• WHAT TO PRODUCE: The whole of the data is to be duplicated precisely.

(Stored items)
[Start of section]

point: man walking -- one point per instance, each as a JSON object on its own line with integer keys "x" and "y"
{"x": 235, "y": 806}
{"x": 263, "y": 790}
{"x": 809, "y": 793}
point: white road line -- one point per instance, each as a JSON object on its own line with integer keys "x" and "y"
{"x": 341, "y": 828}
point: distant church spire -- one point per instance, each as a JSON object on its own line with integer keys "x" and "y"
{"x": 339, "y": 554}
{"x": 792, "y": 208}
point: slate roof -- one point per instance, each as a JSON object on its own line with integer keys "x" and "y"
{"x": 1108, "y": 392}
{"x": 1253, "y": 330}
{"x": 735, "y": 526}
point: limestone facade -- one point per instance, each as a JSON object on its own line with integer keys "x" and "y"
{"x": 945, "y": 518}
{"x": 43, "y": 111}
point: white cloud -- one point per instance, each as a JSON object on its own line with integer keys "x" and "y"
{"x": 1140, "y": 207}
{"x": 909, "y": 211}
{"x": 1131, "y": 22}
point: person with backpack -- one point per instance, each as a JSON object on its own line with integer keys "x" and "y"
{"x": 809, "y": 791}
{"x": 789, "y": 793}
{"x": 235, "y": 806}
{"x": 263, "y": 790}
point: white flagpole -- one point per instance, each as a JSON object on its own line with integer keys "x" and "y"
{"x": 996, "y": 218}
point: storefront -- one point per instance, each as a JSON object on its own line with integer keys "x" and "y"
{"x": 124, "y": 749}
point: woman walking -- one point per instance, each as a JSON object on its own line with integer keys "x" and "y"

[End of section]

• SOLUTION TO THE PROBLEM:
point: man walking -- one point per instance, each as a JSON object on its own line with integer keys "x" and "y"
{"x": 235, "y": 806}
{"x": 263, "y": 790}
{"x": 809, "y": 793}
point: white road line -- one point per instance, each as a JSON object on its own line with integer keys "x" and "y"
{"x": 341, "y": 828}
point: distant church spire -- one point per instance, each as a JSON object on its own line with integer keys "x" and "y"
{"x": 339, "y": 554}
{"x": 792, "y": 208}
point: slate roof -- one point per instance, each as a JSON object on its own line with integer keys "x" and "y"
{"x": 1108, "y": 392}
{"x": 1253, "y": 330}
{"x": 735, "y": 526}
point: limestone facade -- one point per instance, each as a JSON object on its own line with integer keys "x" and "y"
{"x": 945, "y": 518}
{"x": 43, "y": 111}
point: white cloud -- one point per instance, each as a JSON object on its own line with integer keys "x" and "y"
{"x": 1140, "y": 207}
{"x": 909, "y": 211}
{"x": 1131, "y": 22}
point: person with backpack -- one point per instance, each as a JSON object on its own line with integer keys "x" and "y"
{"x": 809, "y": 791}
{"x": 789, "y": 793}
{"x": 235, "y": 806}
{"x": 263, "y": 790}
point: white flagpole -- one point per instance, each as a JSON object on its own line with integer keys "x" and "y"
{"x": 996, "y": 218}
point: storefront -- one point per instance, each as a JSON object on its own line with integer keys "x" and "y"
{"x": 124, "y": 749}
point: woman walking -- one point per instance, each as a JSON object on its own line with integer keys "x" and "y"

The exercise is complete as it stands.